Entries taken from a collection:
···

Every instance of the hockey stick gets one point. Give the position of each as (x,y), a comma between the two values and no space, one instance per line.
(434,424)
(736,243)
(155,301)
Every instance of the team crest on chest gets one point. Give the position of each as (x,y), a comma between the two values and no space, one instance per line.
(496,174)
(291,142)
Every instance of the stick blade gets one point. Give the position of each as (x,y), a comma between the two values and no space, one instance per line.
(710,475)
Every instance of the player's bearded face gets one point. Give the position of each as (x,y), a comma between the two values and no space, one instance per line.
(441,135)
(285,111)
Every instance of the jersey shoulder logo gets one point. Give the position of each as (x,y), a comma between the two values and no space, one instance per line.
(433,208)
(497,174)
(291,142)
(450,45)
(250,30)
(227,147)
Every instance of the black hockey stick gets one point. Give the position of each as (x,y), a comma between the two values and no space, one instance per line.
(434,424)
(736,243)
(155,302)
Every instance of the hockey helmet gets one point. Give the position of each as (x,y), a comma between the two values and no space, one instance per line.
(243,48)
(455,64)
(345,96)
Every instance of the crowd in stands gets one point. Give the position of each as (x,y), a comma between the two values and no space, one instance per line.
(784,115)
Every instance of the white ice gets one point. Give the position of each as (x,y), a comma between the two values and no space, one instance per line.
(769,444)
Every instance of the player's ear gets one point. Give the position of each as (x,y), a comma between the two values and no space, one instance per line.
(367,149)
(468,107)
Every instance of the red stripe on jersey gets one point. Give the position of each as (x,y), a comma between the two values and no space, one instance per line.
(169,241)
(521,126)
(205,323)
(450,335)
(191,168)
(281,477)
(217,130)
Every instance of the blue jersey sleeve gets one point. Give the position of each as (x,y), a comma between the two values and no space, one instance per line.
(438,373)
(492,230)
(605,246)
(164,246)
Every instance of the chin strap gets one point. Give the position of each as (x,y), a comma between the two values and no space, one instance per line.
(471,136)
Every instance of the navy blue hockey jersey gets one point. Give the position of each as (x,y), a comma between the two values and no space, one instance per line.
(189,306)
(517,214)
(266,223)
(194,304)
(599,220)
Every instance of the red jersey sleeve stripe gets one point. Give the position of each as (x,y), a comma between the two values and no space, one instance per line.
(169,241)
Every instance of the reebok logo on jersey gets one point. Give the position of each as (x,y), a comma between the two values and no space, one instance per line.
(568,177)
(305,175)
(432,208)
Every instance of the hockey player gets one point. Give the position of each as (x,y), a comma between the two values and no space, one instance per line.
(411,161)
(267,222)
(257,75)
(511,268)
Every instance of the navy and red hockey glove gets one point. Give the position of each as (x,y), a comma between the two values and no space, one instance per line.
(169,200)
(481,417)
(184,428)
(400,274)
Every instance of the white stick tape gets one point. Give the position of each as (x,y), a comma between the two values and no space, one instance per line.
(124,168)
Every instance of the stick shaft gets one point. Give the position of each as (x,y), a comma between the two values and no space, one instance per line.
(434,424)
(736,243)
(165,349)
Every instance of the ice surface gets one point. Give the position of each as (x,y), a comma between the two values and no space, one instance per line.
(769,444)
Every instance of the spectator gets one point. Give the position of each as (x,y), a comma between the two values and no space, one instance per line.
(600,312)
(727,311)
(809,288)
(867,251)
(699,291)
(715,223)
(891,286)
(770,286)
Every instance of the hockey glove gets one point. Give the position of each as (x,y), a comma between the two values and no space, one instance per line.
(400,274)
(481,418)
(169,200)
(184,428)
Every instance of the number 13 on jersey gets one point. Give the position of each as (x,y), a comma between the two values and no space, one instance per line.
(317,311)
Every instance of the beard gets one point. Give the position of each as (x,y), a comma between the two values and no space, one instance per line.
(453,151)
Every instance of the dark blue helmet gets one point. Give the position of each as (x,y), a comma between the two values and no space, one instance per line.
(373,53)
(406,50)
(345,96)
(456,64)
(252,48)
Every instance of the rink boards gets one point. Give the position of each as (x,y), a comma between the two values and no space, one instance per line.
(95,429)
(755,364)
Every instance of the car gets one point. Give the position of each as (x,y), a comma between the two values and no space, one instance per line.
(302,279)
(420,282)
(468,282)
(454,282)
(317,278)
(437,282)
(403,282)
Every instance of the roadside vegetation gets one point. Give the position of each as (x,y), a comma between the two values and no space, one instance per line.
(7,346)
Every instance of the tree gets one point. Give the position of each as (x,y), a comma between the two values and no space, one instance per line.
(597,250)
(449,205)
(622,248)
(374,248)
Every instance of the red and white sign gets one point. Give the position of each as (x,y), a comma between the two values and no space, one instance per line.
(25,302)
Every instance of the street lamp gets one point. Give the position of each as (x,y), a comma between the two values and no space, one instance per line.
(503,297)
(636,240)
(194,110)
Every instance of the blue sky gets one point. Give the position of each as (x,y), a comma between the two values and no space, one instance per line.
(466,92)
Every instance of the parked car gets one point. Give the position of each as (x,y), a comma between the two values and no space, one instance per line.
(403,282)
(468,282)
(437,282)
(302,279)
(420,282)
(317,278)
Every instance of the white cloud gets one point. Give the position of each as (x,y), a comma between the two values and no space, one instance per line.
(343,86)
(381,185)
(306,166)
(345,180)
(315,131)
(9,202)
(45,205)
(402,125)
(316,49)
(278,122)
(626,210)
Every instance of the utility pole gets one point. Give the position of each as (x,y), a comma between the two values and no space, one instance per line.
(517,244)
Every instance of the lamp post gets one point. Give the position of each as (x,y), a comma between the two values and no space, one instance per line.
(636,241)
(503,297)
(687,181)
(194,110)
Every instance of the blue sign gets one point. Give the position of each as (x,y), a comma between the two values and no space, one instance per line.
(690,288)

···

- **WHAT YOU WILL DO**
Go through the records and print each one exactly.

- **TASK RESPONSE**
Every instance of the hockey stick gets one point. Give the position of each as (x,y), a comma between the two values and no space, one instance per line.
(434,424)
(736,243)
(155,301)
Every instance of the team crest on chest gets one point. Give the position of each as (x,y), a comma between the two values and no space, one instance per line.
(496,174)
(291,142)
Every instance of the stick blade gets one point. Give the position of each as (x,y), a comma between the two values and no space, one instance per line.
(710,475)
Every instance of the player's bearded face gets one point. Give the position of each as (x,y), a comma between the two values and no space, one instance per line.
(441,135)
(285,111)
Every instance of the jersey shoulder logo gets one point. Give the position of each as (x,y), a comma between the two values and no space, one instance per line.
(433,208)
(497,174)
(291,142)
(450,45)
(250,30)
(227,147)
Every instance of the black hockey stick gets one point. Give the position of each as (x,y), a comma between the two values and no space, one instance per line.
(434,424)
(736,243)
(155,302)
Every instance of the hockey helmet gets one point. Give the position of each as (x,y), a comma between the two values and no space, one instance per line.
(243,48)
(455,64)
(345,96)
Every instance of the crowd in stands gets one point. Give the position of each as (x,y), a comma between the two values and no space, one instance per line.
(784,115)
Every instance of the white ice gets one point. Give the position of each as (x,y), a comma between the two values and no space, one instance per line.
(769,444)
Every instance of the player's ear gets one point. Give the position of each as (x,y), a comma between the two values and no space, one instance per line.
(367,149)
(468,107)
Every instance of the red stripe on jersey gets one point. Give the position of each as (x,y), a comma between the two values and no space, one instance per line.
(169,241)
(521,126)
(205,323)
(450,335)
(191,168)
(281,477)
(217,130)
Every instance of the blue jersey sleeve gets one point. Give the position of each as (x,y), a comma between the two values and no space, one instance per line.
(438,373)
(492,230)
(605,246)
(164,246)
Every instance of the chin strap gets one point. Give the position of each as (x,y), a comma between the two values and no space, one instance per line.
(471,136)
Every instance of the navy blue hockey jersey gets one point. Give the position of each as (x,y), a comma between the two values and no space, one instance per line.
(189,306)
(517,214)
(266,223)
(194,304)
(599,220)
Every instance of the red jersey sleeve stripe gets one point. Give the position of each as (x,y), a comma between the two values and no space, one instance per line.
(169,241)
Every instance of the reebok logo on jersey gets one point. Give the position of each as (x,y), a comma between the two values and no space, one instance per line.
(568,177)
(305,175)
(432,208)
Every instance of the hockey player gets one point. Give the position of each as (x,y), a comma between the two values and no space, one instance per line.
(411,161)
(267,222)
(257,75)
(511,268)
Every instance of the navy and red hockey glove gets one point. Give the position of each as (x,y), a comma between the two values and no space, one instance per line.
(169,200)
(481,417)
(184,428)
(400,274)
Every instance of the white stick tape gets one point. Give the position of each as (x,y), a comma between the two values and no space, one instance per line.
(124,168)
Every instance of the stick shaft gets one point. Give the position of each as (x,y), a comma between the two values and no space, one instance per line.
(434,424)
(736,243)
(165,349)
Every instance of the ice surface gets one point. Give the position of each as (x,y), a comma between the two values and no space, one instance per line.
(769,444)
Every instance of the spectator gets one point. Give the position of each as (x,y), a comma between the two values and no space, one instance per line.
(600,312)
(727,311)
(809,288)
(867,251)
(699,291)
(715,223)
(891,286)
(770,286)
Every instance of the hockey glove gets one point. Give the position of each as (x,y), a comma between the two values and no space, one instance per line.
(400,274)
(481,418)
(169,200)
(184,428)
Every instance of the number 13 on jersey gets one point. Give the position of each as (x,y), a comma between the two values and no space, one instance per line.
(317,311)
Every instance of the beard gets one point. Give the position of each as (x,y), a comma between the two values and no space, one instance per line.
(453,151)
Every instance of the dark blue helmet gets one point. Give the position of each as (x,y), a comma between the two values and no space, one instance per line.
(373,53)
(406,50)
(345,96)
(456,64)
(252,48)
Every instance of the rink boards gets one point. Give the position of each as (x,y), a comma between the two values and no space, one instance per line.
(95,429)
(755,364)
Every instance of the car gets one point. Give the position of each as (x,y), a comma between the two values and no space, one instance per line.
(302,279)
(420,282)
(468,282)
(454,282)
(317,278)
(437,282)
(403,282)
Every instance of the roadside vegetation gets one point. Give the position of each as (x,y), a comma between the two values and no space, one instance per line.
(7,346)
Every instance of the tree gets one point. Give the position of each as (x,y), a comma between the two values and no space, one instance per line.
(597,250)
(449,205)
(622,248)
(374,248)
Every instance of the red and white sign gets one point. Give the position of each as (x,y), a comma between the two values and no space, one instance per line.
(25,302)
Every instance of the street lamp gets one point. Give the position of each as (x,y), a comma between the two values and no space, one instance per line.
(503,297)
(636,240)
(194,110)
Every instance of the blue sky gets one point. Give the position of each as (x,y), a comma between the two values and no space, one instance per line.
(466,92)
Every instance of the parked car gets one point. Give the position of each as (x,y), a comma between the two values and no space, one instance per line.
(403,282)
(468,282)
(437,282)
(302,279)
(420,282)
(317,278)
Every instance of the white cloud gets one point. Give the position of each as (x,y), a comma between the two values and no space, one instance per line.
(343,86)
(381,185)
(306,166)
(345,180)
(315,131)
(9,202)
(45,205)
(402,125)
(316,49)
(278,122)
(626,210)
Every instance of the utility pole gets one point. Give the position of each as (x,y), a comma between the two values and no space, one instance per line.
(517,244)
Every instance of the lamp post gets one point. Give the position of each as (x,y), a comma between the two values and no space, one instance per line.
(636,241)
(503,297)
(687,181)
(194,110)
Every instance of the blue sign gets one point. Give the position of each as (x,y), a comma between the two values and no space, one instance per line.
(690,288)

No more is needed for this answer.